Task item » Scan the data that follows and count the lines with the string "gray"; answer with the count alone.

=== Section Start ===

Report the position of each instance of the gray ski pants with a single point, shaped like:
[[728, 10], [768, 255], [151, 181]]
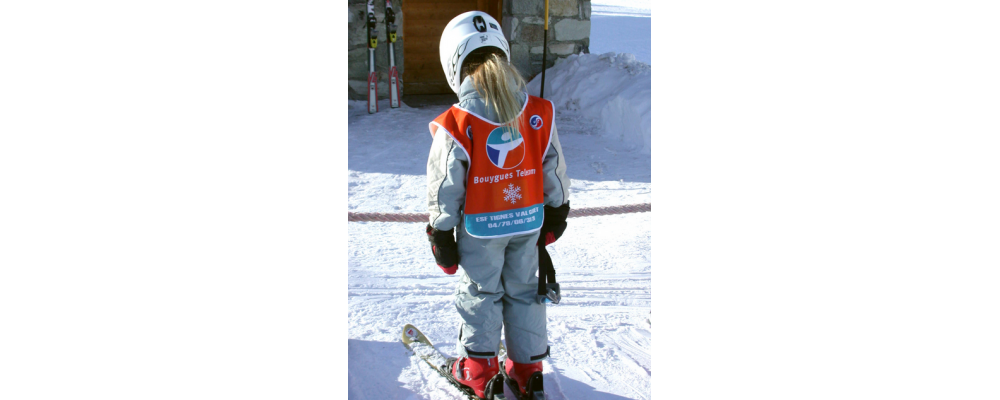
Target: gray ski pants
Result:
[[498, 289]]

=== Section End ===

Exercise response » 2